Provided passage: Begin

What differentiates human beings from other animals?
Question from the Internet:
“Why are humans the only species on earth able to create such advanced machines, build cities, or even go to space? Why are we the only ones, and other animals are not equally intelligent, such as monkeys or gorillas etc?”
There is only one difference between human beings and other animals — most notably compared to other developed primates — and that is the insatiable, all-consuming, and all-conquering human ego.
Human beings were born and started developing from the same natural environment and from the same original source as other developed primates. But while chimpanzees and orangutans, for example, remained virtually unchanged and lived in the same natural environment, human beings went through an incredible cultural, social, and technological development — driven by the human ego.
This insatiable human ego — which itself kept developing, growing, and intensifying throughout history — with its insatiable curiosity and insatiable desire to find, recognize, obtain, and consume everything possible for our own selfish sake is our “primordial engine” that makes us human.
More precisely, the human ego makes us potentially human.
As long as we continue blindly and instinctively following our ego in its original form, we exist and behave like cancer, and we inch ever closer to seemingly inevitable self-destruction, which in our generation feels just around the corner.
But besides the human ego, we also have a unique human intellect, capable of critical self-recognition and initiating a unique and conscious self-development and self-correction — above and against the original ego.
We will become “truly Human” when we learn and practice how to build nature-like, mutually responsible, and mutually complementing integration between us. Then, through this nature-like integration, we will adapt ourselves to nature’s laws and evolution’s flow and will integrate into nature’s system.
Then, we will also become nature’s only conscious, integrated, and, at the same time, independent inner observers and equal partners in creating and nurturing life.
Reaching this state is our predetermined and obligatory evolutionary Human purpose in nature, and this is why evolution “created” us with the cancer-like and self-destructive human ego, which we can learn to harness and use for positive, constructive, and collectively beneficial goals and purposes.

Provided passage: End

## Tasks to carry out
A – Render this sentence from the passage on what sets humans apart from other animals in Spanish: "More precisely, the human ego makes us potentially human."
B – According to the passage on what sets humans apart from other animals, what is the only difference between human beings and other animals?
The records have no connection to the passage on what sets humans apart from other animals.

Source data: Begin

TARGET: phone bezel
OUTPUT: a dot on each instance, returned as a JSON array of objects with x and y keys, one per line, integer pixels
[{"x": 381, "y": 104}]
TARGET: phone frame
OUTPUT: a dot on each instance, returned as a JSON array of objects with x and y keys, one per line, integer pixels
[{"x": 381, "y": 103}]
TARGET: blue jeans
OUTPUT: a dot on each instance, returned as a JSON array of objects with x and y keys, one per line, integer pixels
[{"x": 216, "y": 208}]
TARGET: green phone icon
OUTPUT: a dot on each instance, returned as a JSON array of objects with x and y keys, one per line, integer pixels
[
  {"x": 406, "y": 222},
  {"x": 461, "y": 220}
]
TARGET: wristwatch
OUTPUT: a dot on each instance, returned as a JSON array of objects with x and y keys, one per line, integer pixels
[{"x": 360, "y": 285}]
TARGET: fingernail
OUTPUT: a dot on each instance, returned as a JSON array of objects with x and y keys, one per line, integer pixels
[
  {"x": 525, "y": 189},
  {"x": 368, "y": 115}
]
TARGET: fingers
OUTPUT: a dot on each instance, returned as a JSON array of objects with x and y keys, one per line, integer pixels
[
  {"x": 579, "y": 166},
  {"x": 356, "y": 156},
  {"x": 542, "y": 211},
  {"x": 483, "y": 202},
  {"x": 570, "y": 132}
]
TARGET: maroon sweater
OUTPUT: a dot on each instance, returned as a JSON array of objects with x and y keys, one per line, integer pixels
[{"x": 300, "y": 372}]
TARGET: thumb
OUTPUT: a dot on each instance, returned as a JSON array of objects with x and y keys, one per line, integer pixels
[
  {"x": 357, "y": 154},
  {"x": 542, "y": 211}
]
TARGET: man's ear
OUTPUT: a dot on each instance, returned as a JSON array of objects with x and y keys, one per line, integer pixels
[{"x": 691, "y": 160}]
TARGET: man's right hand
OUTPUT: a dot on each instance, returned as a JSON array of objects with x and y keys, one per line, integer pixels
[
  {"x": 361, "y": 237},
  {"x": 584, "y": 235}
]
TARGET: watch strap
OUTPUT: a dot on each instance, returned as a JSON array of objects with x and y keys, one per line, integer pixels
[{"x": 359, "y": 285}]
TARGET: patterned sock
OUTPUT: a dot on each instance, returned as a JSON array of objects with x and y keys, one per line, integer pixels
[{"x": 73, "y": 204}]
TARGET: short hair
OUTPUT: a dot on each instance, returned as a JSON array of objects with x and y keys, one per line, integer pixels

Source data: End

## Answers provided
A – Más precisamente, el ego humano nos hace potencialmente humanos.

B – The insatiable, all-consuming, and all-conquering human ego.